(Text passage):
=-=-=

    Good thing about Muslims: their architecture and art aren’t all that bad. Too bad what they built tends to get levelled because they like shooting rockets and missiles from them.
    Hmmmmm. Don’t minarets look like missiles? Maybe Muhammad was preparing the Muslims to be familiar with the shape of missiles from the very beginning.

  10. Well…
    Women doing middle-eastern dance can totally rock – too bad so many of them over here who learn it weigh 230+ pounds.
    Francesco finally said something I totally agree with. Two more times and someone’s a saint, by God!
    Turks tend to be very good hosts, provided you buy a rug at some point. A dear friend and world traveller injured her leg the first day in Turkey and was waited on hand and foot by her hotel manager and his staff, who saw it as their duty as her host to take excellent care of her.
    I’ve become convinced that part of the reason so many are nuts in the mid-east is that the sane ones all left between 1950 and now, because I have yet to meet a non-westernized Iranian or Iraqi.

  11. To the scabby dog:
    It’s not the Sunni or the Shia blowing each other; It’s mercenaries and secret agents doing black and false flag ops as the British ones, caught by the Iraqui police dressed as Arabs with lots of guns and explosives. What happened then. The British levelled the “friendly” police station where the assassins were detained and released them. It was the empire who murdered Sérgio Vieira de Matos.
    Shalon

  12. They survive in sweltering heat under 10 yards of fabric and itchy beards. And as Parade says, even though women can’t really do anything in Saudi Arabia, they have nice beaches (even though I wonder how you can swim in a burka).

  13. Big Turk: Are you really Turkish? I’d like to ask a few questions about Turkish society if you don’t mind. If you could send me an email (muslihoon at yahoo dot com), I’d greatly appreciate it.
    If you’re not Turkish, I apologize for this instrusion.

  14. Also, there was that item posted on “Best of the Web Today” where a Palestinian militant was sporting American fatigues. While the man himself was anti-American, he explain his fashion sense because American soldiers are the greatest warriors in the world. That’s respect.

  15. Also, apologies for the baklava thing (I should have known that was a regionally disputed item, having ordered it in both Mid-Eastern and Greek restaurants), so I replace it with the following: shwarama, quite possibly the most delicious barbecued chicken/lamb dish I have ever tasted.

=-=-=

(Records shown):
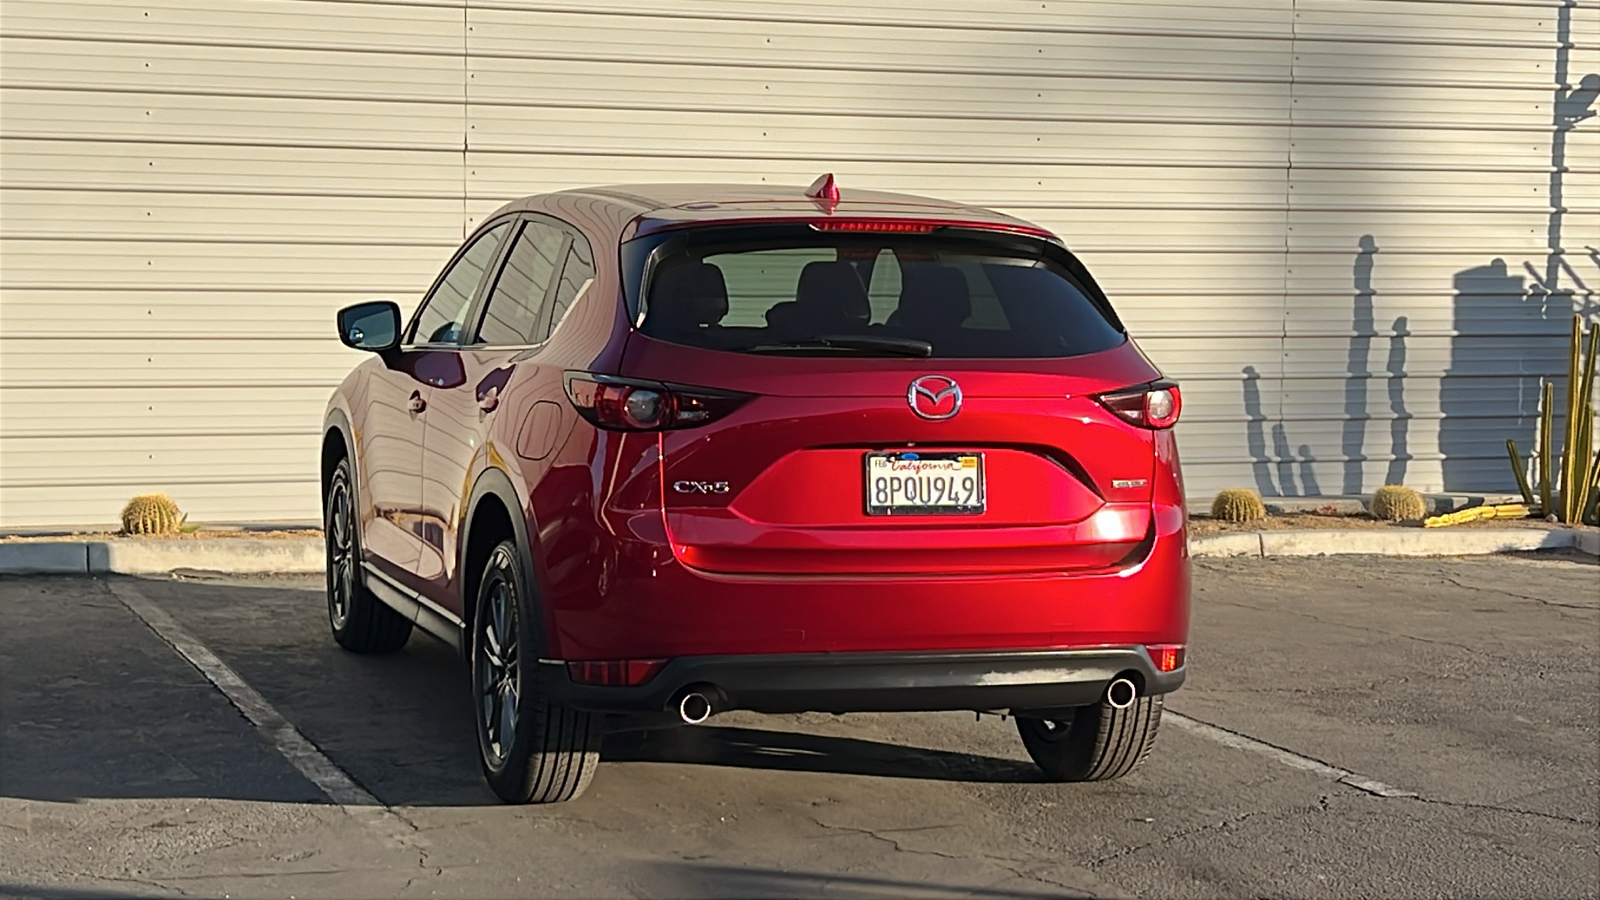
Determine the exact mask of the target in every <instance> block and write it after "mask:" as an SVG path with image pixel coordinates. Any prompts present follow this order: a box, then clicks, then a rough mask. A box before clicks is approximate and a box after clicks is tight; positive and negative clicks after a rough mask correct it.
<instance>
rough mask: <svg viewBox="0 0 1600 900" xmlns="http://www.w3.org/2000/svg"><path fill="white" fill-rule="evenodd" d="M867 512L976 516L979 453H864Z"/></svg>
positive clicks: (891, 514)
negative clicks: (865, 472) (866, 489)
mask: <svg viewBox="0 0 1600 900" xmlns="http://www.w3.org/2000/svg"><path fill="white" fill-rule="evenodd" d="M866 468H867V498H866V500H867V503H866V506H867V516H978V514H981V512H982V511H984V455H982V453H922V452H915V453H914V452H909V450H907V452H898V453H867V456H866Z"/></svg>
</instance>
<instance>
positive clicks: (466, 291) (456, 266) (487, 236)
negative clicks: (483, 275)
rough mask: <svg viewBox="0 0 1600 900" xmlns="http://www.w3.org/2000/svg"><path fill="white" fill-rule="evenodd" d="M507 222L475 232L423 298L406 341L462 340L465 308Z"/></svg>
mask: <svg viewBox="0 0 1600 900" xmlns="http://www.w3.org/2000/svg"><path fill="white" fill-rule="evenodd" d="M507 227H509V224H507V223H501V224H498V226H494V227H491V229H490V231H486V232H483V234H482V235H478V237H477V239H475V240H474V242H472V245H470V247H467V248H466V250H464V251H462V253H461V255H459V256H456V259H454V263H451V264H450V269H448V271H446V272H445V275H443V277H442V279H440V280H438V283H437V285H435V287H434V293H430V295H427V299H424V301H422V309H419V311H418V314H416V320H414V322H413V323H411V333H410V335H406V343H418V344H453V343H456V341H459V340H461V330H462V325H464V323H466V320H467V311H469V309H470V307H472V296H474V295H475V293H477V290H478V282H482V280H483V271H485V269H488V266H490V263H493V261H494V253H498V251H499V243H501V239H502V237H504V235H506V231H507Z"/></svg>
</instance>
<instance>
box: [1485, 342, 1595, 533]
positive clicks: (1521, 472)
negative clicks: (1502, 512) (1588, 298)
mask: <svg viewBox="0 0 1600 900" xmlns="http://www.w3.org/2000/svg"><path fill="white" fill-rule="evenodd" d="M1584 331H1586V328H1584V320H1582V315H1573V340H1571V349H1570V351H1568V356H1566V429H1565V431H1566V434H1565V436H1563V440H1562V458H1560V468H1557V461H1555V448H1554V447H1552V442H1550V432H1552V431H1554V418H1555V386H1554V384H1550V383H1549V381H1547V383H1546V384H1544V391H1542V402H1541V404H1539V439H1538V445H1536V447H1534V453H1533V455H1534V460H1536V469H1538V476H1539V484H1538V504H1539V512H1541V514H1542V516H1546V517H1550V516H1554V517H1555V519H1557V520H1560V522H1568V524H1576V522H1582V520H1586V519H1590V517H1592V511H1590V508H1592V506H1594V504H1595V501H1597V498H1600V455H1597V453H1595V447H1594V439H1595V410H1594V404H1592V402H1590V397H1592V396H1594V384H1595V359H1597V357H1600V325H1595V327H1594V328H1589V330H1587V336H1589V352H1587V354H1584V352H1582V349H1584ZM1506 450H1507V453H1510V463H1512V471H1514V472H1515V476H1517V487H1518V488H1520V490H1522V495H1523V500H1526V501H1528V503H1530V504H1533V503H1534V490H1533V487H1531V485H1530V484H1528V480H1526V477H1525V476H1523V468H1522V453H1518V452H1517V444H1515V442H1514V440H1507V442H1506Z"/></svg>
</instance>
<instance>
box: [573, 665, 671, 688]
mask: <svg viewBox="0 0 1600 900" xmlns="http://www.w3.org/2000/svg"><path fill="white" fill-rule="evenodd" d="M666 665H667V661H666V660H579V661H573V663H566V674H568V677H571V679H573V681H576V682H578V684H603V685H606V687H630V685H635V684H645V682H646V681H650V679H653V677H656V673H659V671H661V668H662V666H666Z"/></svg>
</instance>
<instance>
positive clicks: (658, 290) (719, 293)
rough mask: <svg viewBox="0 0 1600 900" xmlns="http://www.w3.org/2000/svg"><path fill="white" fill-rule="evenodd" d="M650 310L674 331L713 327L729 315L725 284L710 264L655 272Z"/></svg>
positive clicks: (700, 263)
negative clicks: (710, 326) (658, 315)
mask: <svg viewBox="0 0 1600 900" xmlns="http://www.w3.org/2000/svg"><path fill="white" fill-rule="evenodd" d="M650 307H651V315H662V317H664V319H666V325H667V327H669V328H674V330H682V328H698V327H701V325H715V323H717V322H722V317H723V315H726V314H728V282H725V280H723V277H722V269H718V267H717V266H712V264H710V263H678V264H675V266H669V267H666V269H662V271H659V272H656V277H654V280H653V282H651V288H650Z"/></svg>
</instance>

=-=-=

(Required work):
**A.** Quote the comment thread about the Middle East word for word, starting at "14. Also, there" and ending at "world. That’s respect.".
**B.** Write what comes next in the comment thread about the Middle East, picking up after its final sentence.

(Exercise results):
**A.**
14. Also, there was that item posted on “Best of the Web Today” where a Palestinian militant was sporting American fatigues. While the man himself was anti-American, he explain his fashion sense because American soldiers are the greatest warriors in the world. That’s respect.

**B.**
  16. I just realized something today.
    Islam is really I-slam! As in “I slam into buses full of children loaded with 100 pounds of explosives!”
    See, the name has a psychological effect on its adherants, causing them to do stupid explosive things!

  17. Muhummabomber’s failings show up when his foller’ers get antsy over a cartoon.
    Minarets are shaped like bishops; they sure like polishin’ those things, don’t they?
    And TGregg, I do also appreciate a sharp knive..
    Serr8d

  18. I followed a moslem around for awhile to see what they say when they stub their toe. Turns out they yell, “Death-to-America! I just stubbed my Death-to-Joooooooos toe.”
    Seems they take the whole concept of cursing quite literally.

  19. Muslims say nothing when they stub their toes. They stubbed them because of the Zionist Conspiracy and the infidels of that Great Satan, America. When they stub their toes, they plan and execute suicide bombings in retaliation.
    “A Joooo made me stub my toe. Where’s my bomb vest so I may kill Jooos and meet virgins in heaven, Allah willing.”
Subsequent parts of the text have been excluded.